• Exercise aim: Where the line containing "column 380, row 211" appears in the records below, begin there and write out each line exactly until the last one, and nothing more.

BEGIN Supplied data

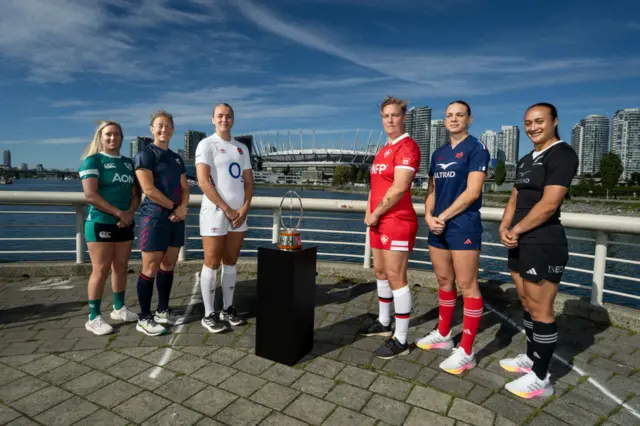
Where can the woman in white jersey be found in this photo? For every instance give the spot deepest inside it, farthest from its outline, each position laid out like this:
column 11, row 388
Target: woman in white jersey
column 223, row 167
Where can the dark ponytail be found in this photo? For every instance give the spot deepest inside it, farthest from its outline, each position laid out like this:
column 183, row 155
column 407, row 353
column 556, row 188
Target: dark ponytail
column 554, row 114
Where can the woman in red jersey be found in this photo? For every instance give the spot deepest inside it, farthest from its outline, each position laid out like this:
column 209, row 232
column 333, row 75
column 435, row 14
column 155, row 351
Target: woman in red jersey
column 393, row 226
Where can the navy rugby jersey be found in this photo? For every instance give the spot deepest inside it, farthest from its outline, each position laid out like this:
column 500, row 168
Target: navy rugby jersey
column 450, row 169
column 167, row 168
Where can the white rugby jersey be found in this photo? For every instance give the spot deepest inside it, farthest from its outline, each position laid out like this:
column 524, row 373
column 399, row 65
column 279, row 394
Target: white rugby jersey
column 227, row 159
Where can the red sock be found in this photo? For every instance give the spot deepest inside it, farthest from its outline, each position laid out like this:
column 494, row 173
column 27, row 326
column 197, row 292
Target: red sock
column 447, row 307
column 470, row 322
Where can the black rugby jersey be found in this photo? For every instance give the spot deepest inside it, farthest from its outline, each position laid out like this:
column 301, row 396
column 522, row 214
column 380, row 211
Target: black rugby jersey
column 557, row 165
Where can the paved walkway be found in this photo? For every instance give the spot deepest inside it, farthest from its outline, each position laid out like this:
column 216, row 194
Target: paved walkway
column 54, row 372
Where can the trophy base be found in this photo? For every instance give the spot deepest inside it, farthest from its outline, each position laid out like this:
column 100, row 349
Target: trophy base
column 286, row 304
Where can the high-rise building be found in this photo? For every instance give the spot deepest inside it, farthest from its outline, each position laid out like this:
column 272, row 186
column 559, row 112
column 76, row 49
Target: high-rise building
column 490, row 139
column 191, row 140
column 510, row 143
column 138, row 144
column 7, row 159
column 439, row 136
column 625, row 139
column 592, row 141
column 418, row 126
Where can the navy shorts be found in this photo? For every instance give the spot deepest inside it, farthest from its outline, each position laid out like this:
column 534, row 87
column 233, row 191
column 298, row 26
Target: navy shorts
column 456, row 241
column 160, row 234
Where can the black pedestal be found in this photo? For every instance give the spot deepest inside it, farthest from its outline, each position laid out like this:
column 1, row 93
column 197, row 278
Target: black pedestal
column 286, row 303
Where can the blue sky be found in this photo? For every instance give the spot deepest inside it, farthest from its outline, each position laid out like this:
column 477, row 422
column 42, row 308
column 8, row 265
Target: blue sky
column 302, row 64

END Supplied data

• Reply to the task:
column 380, row 211
Target: black rugby jersey
column 557, row 165
Where can the paved walkway be found in this photo? For every instance give the spot deepest inside it, farthest from its outline, each position laid out like this:
column 216, row 194
Target: paved walkway
column 54, row 372
Where can the trophy base be found in this photo? For every instance give the spot deepest inside it, farthest from its outline, each position laid out like this:
column 100, row 349
Target: trophy base
column 286, row 304
Where can the high-rise building be found in this photo? For every instance give the spot deepest inside it, farthest from its outline, each position laid out like this:
column 272, row 186
column 559, row 112
column 76, row 49
Target: high-rise building
column 490, row 139
column 191, row 140
column 510, row 143
column 138, row 144
column 7, row 159
column 439, row 136
column 625, row 139
column 592, row 141
column 418, row 126
Where can the navy shorts be found in this photo? For every instance give the spot deepest inside it, farthest from its outline, each position laid out like this:
column 534, row 87
column 233, row 191
column 298, row 26
Target: navy shorts
column 456, row 241
column 160, row 234
Where can the black pedestal be found in this photo? For every instance give the spot deepest inside it, farthest from its outline, each position laid out like this:
column 1, row 93
column 197, row 278
Target: black pedestal
column 286, row 303
Where can the blue sky be found in this photo? For every instance give the spot deepest inside it, farthest from its outline, each position laid out like this:
column 477, row 422
column 42, row 308
column 8, row 265
Target: blue sky
column 302, row 64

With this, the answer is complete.